SOURCE EXTRACT START

Garlic odour on the breath is socially unacceptable. I know it. My father loved garlic, big portions of it. I remember my mother admonishing him to be more considerate of others and not reek of garlic. But he insisted that garlic was good medicine: good for the immune system, and keeping colds away. Perhaps that was because it repelled people.
Good News for Garlic Lovers
A garlic extract is available without the garlic odour. In June I accepted an invitation from Wakunaga Pharmaceuticals to join an international study group to travel to their factory in Japan to observe first-hand the production of the odourless aged garlic extract Kyolic.
The story begins with the German doctor Eugene Schnell, a former professor at the University of Berlin, immigrating to Japan in the 1930s to lead research for a Japanese chemical company. In 1954 US General Headquarters appointed him to supervise the Japanese Pharmaceutical Administration to observe the effects and control the overuse of antibiotics after the Second World War. Soon thereafter he discovered the antibiotic properties of garlic and realized that it could substitute for antibiotics to rehabilitate and maintain the health of the Japanese people, especially those who suffered from atomic radiation.
At about this time Dr. Schnell also met a banker, Mr. Manji Wakunaga, who shared his commitment to produce safe and effective pharmaceuticals. They joined forces at Wakunaga Pharmaceuticals, where Dr. Schnell made a significant discovery. He found that garlic extract, when aged in airtight containers over a period of two years, not only loses its strong smell, but increases its effectiveness as a healing agent. The foul-smelling and transient compound allicin is converted to water-soluble, sulphur compounds that have the same antibiotic function.
The Hiroshima Garlic Factory
While touring the company's Hiroshima factory with Vice-President Yoru Fuwa, PhD, I learned that garlic needs to sleep for three years. The first sleep is in the fields of northern Japan where the garlic is grown. There, farmers plant in early summer rather than spring and grow the garlic during the fall, allowing it to rest in winter under snow cover. The following spring the growing cycle continues until the mature bulbs are harvested in early summer. All garlic is grown organically in rich composted soil without chemical growth enhancers.
After harvesting, the best garlic bulbs are selected and transported from the cool climate of northern Japan to the Hiroshima factory in the south, little more than an hour's drive outside the city. This is also the location of Wakunaga's centre for research and the laboratories where the extraction process takes place. The garlic bulbs are shredded and then stored with water in huge tanks for two years. Dozens and dozens of huge storage tanks, the type one usually usually sees at beer breweries or wineries, line the fields behind the factory.
Our tour guide explained in detail the many steps of production the garlic extract needs to pass under strictest quality control until the finished odourless garlic is ready to be encapsulated and packaged. Kyolic undergoes a total of 250 quality controls, bringing the same scrutiny to bear on this natural product as on pharmaceuticals.
The Wakunaga Process
Removing the odour from garlic extract is a complex process, protected by 12 patents with worldwide registrations. The scientists at Wakunaga found that aging not only results in a more palatable and socially accepted garlic product, it also renders it more effective medicinally. The healing properties and medicinal claims are backed by more than 360 published scientific studies, which can be found on their website kyolic.com.
Double-blind studies have shown that the aged garlic extract Kyolic produces no side effects even with its more concentrated palette of active ingredients. These are significant results given that most people experience stomach irritation after ingesting large amounts of raw garlic at one time.
Aged garlic extract offers all the health benefits of raw garlic, but none of the odour. On tour in Japan I found a sweet breath solution, and the generous hospitality of the Wakunaga people.

SOURCE EXTRACT END

## ACTIVITY
Please rewrite the part of the garlic article starting with "After harvesting, the" and going on through "as on pharmaceuticals.", swapping "tour guide" for "host".

SUPPLIED RECORDS START

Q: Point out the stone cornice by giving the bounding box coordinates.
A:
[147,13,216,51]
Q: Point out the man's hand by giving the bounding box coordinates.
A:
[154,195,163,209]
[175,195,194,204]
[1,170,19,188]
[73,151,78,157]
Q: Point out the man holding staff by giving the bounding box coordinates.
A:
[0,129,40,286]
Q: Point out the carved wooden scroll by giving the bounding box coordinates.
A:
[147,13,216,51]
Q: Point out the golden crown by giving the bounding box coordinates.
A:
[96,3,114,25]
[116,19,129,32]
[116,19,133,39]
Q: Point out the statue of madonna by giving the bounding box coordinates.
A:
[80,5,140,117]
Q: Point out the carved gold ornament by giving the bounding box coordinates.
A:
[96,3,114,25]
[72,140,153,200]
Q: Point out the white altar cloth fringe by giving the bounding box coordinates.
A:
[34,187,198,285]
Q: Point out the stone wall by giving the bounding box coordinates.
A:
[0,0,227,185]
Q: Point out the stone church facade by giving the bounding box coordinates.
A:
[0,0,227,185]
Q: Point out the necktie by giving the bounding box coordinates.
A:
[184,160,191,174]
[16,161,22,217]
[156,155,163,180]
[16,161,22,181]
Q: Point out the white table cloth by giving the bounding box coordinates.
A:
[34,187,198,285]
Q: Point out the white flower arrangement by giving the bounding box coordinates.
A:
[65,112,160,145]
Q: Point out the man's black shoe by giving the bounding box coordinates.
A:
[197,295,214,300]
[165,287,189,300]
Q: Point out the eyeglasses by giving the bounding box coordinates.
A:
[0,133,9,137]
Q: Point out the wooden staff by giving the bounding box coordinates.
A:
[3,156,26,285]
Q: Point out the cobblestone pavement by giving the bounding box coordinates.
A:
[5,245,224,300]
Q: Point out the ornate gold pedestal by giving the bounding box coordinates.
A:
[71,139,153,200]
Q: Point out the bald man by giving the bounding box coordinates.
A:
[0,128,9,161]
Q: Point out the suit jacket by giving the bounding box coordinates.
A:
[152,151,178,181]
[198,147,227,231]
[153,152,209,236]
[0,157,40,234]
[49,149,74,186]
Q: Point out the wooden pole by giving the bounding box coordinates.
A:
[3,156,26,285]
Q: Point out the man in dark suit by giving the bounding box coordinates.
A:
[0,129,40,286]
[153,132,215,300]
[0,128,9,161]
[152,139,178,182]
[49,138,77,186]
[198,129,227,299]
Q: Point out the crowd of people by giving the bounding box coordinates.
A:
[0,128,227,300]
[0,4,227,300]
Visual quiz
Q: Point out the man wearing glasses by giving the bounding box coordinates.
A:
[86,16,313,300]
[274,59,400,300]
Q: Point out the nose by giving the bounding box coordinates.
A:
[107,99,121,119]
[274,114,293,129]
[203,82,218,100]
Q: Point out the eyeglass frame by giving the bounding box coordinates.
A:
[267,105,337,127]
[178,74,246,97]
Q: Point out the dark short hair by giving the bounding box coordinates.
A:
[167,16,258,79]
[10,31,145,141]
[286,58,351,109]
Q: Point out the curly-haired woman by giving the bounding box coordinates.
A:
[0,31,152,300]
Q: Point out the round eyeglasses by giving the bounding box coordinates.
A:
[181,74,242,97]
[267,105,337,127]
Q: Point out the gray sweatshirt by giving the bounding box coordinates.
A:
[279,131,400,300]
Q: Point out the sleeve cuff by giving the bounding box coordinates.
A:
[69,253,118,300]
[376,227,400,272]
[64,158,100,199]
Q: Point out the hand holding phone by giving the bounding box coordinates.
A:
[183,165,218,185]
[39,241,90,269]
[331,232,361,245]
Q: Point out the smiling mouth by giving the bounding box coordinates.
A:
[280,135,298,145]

SUPPLIED RECORDS END

## SOLUTION
After harvesting, the best garlic bulbs are selected and transported from the cool climate of northern Japan to the Hiroshima factory in the south, little more than an hour's drive outside the city. This is also the location of Wakunaga's centre for research and the laboratories where the extraction process takes place. The garlic bulbs are shredded and then stored with water in huge tanks for two years. Dozens and dozens of huge storage tanks, the type one usually usually sees at beer breweries or wineries, line the fields behind the factory.
Our host explained in detail the many steps of production the garlic extract needs to pass under strictest quality control until the finished odourless garlic is ready to be encapsulated and packaged. Kyolic undergoes a total of 250 quality controls, bringing the same scrutiny to bear on this natural product as on pharmaceuticals.